EXTRAIT DU TEXTE
========================================================================
Article publié sur Linkedin le 17/10/2018
Dès
2019 la transition énergétique et climatique peut bénéficier d'un refinancement
allant jusqu'à 130 milliards d'euros auprès de la BCE !
La BCE va en effet réinvestir 130 milliards
d'euros en 2019 correspondant aux remboursements à échéance des obligations
qu'elle a achetées dans le cadre des interventions non conventionnelles dites
du "quantitative easing"(QE).
Pourquoi ne pas en réinvestir l'essentiel dans des projets contribuant à la
transition énergétique ? Il y a là une formidable opportunité de faire avancer
très significativement la transition énergétique et climatique, le traitement
de la pollution et des déchets.
C'est une action qui pourrait être engagée avant
l'été 2019 pour les pays de la zone euro. En effet, alors que la BCE
arrêtera en décembre son programme de rachat d'obligations publiques et privée
réalisé dans le cadre du QE elle a déclaré le 13 septembre dernier que le
montant des obligations ainsi achetées et arrivant à échéance en 2019 sera
réinvesti en titres public mais aussi en titres privés, sans autre précision;
et cela comme l'avait fait la Fed entre 2014 et octobre 2017 après avoir
mis fin à son propre QE.
========================================================================
ENREGISTREMENTS

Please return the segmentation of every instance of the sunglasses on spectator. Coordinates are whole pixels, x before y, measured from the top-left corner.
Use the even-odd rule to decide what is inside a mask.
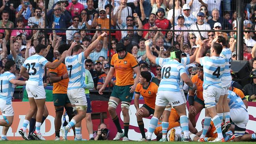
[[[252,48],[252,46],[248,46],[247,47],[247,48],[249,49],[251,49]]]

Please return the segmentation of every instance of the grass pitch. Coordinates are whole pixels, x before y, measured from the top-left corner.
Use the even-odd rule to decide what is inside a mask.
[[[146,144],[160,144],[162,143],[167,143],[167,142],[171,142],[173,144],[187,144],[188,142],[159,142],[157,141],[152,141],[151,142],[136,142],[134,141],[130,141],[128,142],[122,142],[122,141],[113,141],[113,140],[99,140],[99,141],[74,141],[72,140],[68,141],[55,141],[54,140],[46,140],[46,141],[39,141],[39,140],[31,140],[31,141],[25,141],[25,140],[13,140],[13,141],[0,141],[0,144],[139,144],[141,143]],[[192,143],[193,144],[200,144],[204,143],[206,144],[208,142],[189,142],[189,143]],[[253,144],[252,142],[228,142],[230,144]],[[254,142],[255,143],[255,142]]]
========================================================================
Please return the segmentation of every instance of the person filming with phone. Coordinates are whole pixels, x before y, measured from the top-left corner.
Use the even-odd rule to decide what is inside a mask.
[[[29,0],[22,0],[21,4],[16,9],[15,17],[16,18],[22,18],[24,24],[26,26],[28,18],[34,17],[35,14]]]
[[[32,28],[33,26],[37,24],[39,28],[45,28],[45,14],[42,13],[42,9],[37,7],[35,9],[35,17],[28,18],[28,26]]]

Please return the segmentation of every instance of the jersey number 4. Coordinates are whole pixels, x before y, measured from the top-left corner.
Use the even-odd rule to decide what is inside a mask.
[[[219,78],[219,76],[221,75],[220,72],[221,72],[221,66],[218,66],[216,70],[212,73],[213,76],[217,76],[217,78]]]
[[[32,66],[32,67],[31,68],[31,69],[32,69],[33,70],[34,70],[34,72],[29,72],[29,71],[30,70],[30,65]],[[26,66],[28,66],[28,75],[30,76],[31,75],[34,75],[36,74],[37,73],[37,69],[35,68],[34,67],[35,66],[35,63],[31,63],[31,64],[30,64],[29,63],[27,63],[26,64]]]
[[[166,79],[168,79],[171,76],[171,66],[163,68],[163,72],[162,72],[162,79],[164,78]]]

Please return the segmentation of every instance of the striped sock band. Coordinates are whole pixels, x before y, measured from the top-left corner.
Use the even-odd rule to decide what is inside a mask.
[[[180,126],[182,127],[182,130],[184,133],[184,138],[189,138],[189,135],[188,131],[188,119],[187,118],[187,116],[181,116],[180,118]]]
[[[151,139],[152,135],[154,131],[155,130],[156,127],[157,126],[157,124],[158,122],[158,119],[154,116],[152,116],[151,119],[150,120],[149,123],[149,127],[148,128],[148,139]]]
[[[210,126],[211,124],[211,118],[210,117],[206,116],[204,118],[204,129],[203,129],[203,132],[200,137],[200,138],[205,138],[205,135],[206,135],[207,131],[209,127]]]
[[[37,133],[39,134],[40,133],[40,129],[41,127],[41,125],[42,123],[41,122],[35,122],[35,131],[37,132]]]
========================================================================
SÉRIE D'EXERCICES
- 1) D'après l'extrait du texte, quel montant la BCE va-t-elle réinvestir en 2019 ?
- 2) Citez le passage de l'extrait du texte qui commence par « C'est une action » et se termine par « son propre QE. ».

LES RÉPONSES
- 1) 130 milliards d'euros.

- 2)
C'est une action qui pourrait être engagée avant
l'été 2019 pour les pays de la zone euro. En effet, alors que la BCE
arrêtera en décembre son programme de rachat d'obligations publiques et privée
réalisé dans le cadre du QE elle a déclaré le 13 septembre dernier que le
montant des obligations ainsi achetées et arrivant à échéance en 2019 sera
réinvesti en titres public mais aussi en titres privés, sans autre précision;
et cela comme l'avait fait la Fed entre 2014 et octobre 2017 après avoir
mis fin à son propre QE.